Extract to read:
I am a UK member of Orchid, but I have absolutely no idea who else
is a member in this country. Personally, I feel a little
disillusioned at the heavy US bias in the messages. US members have
the Santa Fe Symposium and other events to get together and know each
other better. As far as I am concerned there isn’t any UK equivalent.

I would be interested to see what other UK Orcidians think.

Richard Whitehouse

    I would be interested to see what other UK Orcidians think. 

Hello Richard,

From what I’ve seen there are several UK Orchidians but if you cast
the net a little further I think you’ll find that there are at least a
dozen more of us scattered across Europe. At least two in France, one
Belgian, same in Finland and Denmark, several in Spain, more in Italy.
Not trivial but not exactly the stateside numbers by any stretch of
the imagination.

If something was happening in the UK I’d be happy to make the trip.
Love that Eurostar!

Trevor F.

Data section:

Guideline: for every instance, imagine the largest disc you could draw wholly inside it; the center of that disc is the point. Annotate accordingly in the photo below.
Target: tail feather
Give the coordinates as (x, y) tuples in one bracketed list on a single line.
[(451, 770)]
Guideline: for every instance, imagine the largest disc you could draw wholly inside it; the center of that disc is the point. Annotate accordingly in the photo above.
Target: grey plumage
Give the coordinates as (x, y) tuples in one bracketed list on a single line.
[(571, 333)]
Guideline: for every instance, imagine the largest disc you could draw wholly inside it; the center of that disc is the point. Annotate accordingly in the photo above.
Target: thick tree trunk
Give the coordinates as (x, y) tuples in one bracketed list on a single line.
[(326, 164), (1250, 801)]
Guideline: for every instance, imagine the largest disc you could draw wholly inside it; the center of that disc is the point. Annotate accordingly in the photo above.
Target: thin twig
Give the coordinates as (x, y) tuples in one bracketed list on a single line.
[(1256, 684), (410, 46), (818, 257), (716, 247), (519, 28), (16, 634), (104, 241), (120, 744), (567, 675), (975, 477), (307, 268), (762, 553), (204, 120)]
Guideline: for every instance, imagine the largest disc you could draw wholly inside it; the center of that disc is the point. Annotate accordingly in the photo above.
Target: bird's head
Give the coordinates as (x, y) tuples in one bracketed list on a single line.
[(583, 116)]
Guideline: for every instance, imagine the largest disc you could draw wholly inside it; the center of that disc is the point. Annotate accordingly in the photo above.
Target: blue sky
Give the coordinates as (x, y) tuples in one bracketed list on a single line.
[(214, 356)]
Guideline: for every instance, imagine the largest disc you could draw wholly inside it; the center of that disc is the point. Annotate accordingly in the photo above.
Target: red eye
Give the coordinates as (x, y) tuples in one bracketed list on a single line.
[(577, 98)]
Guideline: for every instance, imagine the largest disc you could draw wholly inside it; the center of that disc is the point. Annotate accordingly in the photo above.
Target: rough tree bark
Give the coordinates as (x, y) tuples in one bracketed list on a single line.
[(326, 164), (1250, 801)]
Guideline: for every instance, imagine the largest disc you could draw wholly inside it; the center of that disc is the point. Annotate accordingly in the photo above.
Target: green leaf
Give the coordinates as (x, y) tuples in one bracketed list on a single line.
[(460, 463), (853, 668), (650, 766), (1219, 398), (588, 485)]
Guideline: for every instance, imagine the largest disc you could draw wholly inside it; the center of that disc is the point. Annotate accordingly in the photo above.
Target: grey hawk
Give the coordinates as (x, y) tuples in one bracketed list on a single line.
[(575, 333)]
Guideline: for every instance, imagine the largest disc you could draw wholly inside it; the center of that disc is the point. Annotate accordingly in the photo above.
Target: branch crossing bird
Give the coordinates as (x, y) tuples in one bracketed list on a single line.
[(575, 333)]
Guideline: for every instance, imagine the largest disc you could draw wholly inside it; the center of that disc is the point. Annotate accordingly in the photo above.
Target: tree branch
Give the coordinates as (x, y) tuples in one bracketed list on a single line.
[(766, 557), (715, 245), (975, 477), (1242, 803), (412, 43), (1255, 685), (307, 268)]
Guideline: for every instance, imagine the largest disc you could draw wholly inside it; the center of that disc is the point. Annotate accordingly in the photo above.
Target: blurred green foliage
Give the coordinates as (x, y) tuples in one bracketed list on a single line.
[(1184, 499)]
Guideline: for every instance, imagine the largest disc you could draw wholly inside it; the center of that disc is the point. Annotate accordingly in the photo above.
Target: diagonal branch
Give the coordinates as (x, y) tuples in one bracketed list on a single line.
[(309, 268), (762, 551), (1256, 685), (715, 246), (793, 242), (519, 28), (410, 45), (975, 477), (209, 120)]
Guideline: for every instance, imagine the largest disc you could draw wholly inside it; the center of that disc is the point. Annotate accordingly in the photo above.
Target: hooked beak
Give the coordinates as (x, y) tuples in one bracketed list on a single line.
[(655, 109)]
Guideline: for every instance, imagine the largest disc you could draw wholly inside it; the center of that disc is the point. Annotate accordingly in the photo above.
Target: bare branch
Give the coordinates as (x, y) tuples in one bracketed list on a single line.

Problem 1:
Answer these questions from the forum exchange about UK Orchid members:
(a) Which event does the first message name as a way for US members to get together?
(b) How many members does the reply place in Belgium?
(c) Which train service does the writer of the reply say they love?
Problem 2:
Reproduce the passage of the forum exchange about UK Orchid members from "Richard Whitehouse" up to and including "the imagination.".
Problem 3:
Summarize the forum exchange about UK Orchid members in two sentences.

Exercise output 1:
(a) The Santa Fe Symposium
(b) One
(c) Eurostar</t1>

Exercise output 2:
Richard Whitehouse

    I would be interested to see what other UK Orcidians think. 

Hello Richard,

From what I’ve seen there are several UK Orchidians but if you cast
the net a little further I think you’ll find that there are at least a
dozen more of us scattered across Europe. At least two in France, one
Belgian, same in Finland and Denmark, several in Spain, more in Italy.
Not trivial but not exactly the stateside numbers by any stretch of
the imagination.

Exercise output 3:
A UK member of Orchid writes that he does not know who else belongs in the country, feels somewhat disillusioned by the heavy US bias in the messages, and sees no UK equivalent to events such as the Santa Fe Symposium. The reply counts several UK members and at least a dozen more across Europe, far short of US numbers, and its writer says they would gladly make the trip if something happened in the UK.